Your tasks =
A) List every person named in the passage on meekness, in the order each first appears.
B) From the passage on meekness, retype everything from "That way, sometimes, lies" down to "strictly theological matter?".

Document excerpt =
↓↓↓

Some dictionaries define “meek” as “submissive” or “compliant.”
It will not surprise you to hear me say that I have never interpreted that phrase, “blessed are the meek,” to be an instruction to quiet acceptance of that which should not be accepted.
Instead, I hear in this beatitude a blessing of those who resist without recourse to violence.
That way, sometimes, lies martyrdom, to be sure. We had dinner one evening in Rome at a ristorante in Campo di’ Fiori – a plaza in which stands a statue of Giordano Bruno, a 16th-century philosopher burned at the stake in that plaza in 1600, having been declared a heretic by the Inquisition. Historians differ as to the precise nature of Bruno’s heresy: was it a precursor to Galileo or a more strictly theological matter?
What is clear, however, is that Bruno was put to death.
If by the “meek,” as suggested by the Greek word in question (praeis), Jesus meant “those who do no harm to others, even those others who have done harm,” then clearly the church itself has much to answer for.
But answering for its own violence has never been a strong suit of the church – whether the Roman Catholic Church or its Protestant step children. On the 400th anniversary of Bruno's death, Cardinal Angelo Sodano declared Bruno's death to be a "sad episode." However he added that people should not judge those who condemned Bruno. He went on to argue that the inquisitors wanted "to preserve freedom and promote the common good and did everything possible to save [Bruno’s] life.”

↑↑↑

Input data =
↓↓↓

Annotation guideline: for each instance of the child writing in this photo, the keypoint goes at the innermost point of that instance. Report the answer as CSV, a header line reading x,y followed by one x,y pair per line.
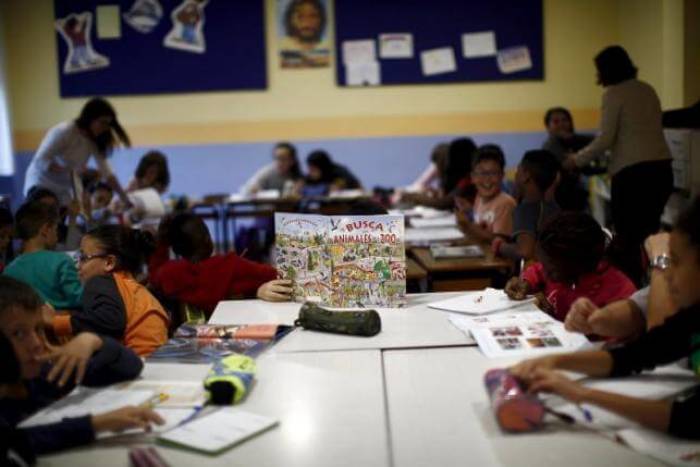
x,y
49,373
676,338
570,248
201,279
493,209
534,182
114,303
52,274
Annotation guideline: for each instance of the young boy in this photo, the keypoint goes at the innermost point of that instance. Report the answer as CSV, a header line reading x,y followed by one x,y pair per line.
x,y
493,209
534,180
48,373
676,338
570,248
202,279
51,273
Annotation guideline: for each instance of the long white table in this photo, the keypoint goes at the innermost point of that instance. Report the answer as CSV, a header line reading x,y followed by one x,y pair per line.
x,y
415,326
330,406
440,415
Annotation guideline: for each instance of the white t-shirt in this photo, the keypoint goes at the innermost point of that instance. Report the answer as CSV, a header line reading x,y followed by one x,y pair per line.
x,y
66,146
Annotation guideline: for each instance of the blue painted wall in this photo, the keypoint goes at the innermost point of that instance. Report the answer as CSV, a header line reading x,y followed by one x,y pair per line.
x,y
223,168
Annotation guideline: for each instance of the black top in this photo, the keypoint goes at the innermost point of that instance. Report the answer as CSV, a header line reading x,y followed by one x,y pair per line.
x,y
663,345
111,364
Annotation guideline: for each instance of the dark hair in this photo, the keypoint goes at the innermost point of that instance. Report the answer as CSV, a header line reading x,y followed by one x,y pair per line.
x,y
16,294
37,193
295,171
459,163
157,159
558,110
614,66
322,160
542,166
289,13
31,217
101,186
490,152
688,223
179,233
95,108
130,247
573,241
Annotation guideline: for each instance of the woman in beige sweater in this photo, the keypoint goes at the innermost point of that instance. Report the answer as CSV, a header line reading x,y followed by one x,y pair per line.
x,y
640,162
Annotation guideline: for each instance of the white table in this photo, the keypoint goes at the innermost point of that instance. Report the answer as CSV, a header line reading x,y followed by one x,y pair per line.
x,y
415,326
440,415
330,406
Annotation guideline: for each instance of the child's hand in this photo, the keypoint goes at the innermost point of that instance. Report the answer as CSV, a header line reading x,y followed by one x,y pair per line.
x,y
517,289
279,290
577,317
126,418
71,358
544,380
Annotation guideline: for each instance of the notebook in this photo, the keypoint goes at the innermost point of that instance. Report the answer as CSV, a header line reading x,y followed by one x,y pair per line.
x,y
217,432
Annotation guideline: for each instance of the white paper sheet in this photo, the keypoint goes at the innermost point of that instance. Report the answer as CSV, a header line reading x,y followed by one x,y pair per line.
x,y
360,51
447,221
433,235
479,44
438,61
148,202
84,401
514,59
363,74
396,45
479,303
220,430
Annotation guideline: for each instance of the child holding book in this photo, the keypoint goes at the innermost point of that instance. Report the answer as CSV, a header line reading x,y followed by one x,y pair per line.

↑↑↑
↓↓↓

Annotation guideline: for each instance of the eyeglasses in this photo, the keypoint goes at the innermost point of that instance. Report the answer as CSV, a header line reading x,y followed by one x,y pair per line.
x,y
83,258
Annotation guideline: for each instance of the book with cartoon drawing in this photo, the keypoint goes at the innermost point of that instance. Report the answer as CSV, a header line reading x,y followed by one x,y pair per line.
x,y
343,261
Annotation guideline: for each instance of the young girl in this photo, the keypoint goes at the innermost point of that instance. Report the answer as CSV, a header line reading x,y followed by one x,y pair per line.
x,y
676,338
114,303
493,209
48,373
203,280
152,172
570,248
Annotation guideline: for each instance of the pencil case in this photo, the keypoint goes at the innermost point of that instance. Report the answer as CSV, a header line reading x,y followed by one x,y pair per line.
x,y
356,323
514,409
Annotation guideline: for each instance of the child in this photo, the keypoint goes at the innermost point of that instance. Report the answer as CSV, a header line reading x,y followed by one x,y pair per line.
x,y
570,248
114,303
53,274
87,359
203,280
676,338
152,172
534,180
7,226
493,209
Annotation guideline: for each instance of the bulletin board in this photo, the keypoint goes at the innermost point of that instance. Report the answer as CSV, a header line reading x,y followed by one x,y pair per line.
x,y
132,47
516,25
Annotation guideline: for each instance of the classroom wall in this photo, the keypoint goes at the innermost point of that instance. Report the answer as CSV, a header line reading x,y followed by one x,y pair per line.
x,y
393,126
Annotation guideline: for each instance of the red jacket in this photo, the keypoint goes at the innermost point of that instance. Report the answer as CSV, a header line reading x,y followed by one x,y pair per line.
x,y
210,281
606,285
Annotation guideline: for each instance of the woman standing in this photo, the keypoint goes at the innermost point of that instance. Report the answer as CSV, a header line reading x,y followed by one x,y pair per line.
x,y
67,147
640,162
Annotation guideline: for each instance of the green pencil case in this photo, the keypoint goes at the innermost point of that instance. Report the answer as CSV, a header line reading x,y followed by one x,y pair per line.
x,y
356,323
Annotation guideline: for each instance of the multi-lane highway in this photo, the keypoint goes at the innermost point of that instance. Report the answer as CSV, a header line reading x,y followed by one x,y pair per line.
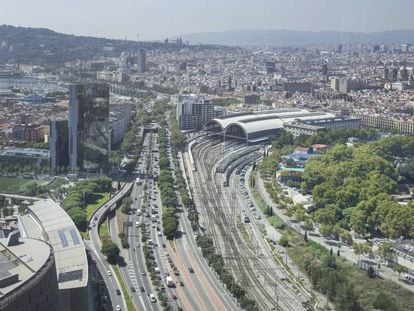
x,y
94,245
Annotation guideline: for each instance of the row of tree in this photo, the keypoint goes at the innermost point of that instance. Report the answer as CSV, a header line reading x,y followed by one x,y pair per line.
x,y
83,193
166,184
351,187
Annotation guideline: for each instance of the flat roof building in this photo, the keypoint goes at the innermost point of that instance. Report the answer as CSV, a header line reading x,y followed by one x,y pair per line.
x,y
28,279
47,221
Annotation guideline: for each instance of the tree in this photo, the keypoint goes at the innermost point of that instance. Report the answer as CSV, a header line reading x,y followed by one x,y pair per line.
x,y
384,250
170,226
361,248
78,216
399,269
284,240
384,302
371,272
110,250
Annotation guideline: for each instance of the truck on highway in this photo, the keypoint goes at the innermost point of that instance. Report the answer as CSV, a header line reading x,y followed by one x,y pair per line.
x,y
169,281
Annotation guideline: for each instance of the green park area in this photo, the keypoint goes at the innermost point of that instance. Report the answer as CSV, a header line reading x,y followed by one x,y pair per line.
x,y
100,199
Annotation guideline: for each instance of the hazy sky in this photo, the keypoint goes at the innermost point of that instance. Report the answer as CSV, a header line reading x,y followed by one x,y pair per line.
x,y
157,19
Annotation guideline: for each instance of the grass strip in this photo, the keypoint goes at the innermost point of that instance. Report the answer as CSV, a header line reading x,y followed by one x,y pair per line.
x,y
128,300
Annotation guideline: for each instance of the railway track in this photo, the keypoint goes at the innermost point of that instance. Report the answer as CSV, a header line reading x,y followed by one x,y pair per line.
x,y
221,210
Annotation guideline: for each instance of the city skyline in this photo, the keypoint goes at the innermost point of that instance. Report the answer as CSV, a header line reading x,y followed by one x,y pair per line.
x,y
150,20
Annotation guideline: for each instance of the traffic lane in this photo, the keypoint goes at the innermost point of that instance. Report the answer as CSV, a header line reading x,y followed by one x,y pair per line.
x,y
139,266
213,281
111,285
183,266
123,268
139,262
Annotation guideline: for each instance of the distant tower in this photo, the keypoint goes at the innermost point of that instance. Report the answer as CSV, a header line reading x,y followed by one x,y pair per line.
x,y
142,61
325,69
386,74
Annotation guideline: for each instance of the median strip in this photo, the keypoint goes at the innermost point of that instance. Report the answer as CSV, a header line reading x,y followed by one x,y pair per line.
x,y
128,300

↑↑↑
↓↓↓

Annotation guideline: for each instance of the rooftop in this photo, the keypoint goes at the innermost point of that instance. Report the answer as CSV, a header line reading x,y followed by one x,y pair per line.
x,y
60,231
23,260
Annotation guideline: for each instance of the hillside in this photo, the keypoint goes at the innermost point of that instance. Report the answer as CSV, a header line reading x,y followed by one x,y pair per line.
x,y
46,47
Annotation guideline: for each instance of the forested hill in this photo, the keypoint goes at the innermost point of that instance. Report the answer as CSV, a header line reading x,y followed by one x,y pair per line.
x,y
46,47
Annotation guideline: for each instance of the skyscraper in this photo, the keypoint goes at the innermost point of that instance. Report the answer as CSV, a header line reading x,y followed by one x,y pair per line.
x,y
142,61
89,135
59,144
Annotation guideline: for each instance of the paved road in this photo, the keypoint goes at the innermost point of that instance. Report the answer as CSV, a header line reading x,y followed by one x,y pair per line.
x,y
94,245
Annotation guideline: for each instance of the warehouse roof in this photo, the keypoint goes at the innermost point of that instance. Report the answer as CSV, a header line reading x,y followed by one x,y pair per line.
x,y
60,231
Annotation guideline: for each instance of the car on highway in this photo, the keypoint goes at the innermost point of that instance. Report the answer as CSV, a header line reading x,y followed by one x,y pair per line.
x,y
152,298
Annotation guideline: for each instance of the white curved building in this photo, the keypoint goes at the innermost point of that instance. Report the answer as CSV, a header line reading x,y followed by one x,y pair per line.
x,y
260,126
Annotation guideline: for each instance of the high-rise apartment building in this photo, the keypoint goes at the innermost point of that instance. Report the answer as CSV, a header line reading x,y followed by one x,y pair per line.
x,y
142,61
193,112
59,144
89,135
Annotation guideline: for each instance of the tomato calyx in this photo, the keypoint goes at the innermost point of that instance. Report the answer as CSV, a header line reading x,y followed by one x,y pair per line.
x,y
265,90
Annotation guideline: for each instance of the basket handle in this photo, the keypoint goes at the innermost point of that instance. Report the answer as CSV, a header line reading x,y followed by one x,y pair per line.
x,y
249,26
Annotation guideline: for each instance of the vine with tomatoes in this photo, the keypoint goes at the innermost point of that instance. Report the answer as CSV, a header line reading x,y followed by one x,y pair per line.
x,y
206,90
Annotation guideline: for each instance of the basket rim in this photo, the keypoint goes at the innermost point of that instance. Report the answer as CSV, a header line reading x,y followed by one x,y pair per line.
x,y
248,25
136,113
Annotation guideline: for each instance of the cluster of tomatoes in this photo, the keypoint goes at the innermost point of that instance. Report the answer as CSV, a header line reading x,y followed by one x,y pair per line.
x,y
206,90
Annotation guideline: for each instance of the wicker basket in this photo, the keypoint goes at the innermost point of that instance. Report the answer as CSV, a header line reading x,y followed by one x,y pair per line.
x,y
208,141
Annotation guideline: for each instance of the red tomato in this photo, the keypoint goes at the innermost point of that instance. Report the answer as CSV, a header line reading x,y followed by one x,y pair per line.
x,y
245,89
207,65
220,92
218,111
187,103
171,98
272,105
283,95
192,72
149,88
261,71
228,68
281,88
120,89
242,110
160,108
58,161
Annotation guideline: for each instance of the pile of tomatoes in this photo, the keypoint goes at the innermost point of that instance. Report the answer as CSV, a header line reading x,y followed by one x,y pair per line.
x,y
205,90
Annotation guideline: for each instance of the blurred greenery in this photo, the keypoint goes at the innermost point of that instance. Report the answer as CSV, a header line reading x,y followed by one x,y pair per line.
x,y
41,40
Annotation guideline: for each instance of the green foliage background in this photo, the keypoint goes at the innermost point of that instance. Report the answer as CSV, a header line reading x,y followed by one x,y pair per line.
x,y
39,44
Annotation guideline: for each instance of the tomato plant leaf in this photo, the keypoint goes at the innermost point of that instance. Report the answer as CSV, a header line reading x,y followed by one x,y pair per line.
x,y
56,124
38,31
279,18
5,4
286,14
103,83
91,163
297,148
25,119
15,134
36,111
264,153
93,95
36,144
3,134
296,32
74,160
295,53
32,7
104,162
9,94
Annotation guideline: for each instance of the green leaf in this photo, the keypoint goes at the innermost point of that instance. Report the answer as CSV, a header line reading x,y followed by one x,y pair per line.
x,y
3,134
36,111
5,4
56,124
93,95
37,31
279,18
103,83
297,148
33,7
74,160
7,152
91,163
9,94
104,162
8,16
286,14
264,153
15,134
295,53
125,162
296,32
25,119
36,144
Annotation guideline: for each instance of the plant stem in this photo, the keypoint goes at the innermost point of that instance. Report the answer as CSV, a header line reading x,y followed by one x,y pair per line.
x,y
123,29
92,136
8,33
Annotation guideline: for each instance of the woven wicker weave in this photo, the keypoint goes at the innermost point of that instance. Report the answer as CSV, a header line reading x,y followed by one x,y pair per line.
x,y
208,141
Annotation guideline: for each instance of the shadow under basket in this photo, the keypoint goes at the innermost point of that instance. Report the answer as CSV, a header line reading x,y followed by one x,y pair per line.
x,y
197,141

↑↑↑

Solutions per task =
A) Giordano Bruno, Galileo, Jesus, Cardinal Angelo Sodano

B)
That way, sometimes, lies martyrdom, to be sure. We had dinner one evening in Rome at a ristorante in Campo di’ Fiori – a plaza in which stands a statue of Giordano Bruno, a 16th-century philosopher burned at the stake in that plaza in 1600, having been declared a heretic by the Inquisition. Historians differ as to the precise nature of Bruno’s heresy: was it a precursor to Galileo or a more strictly theological matter?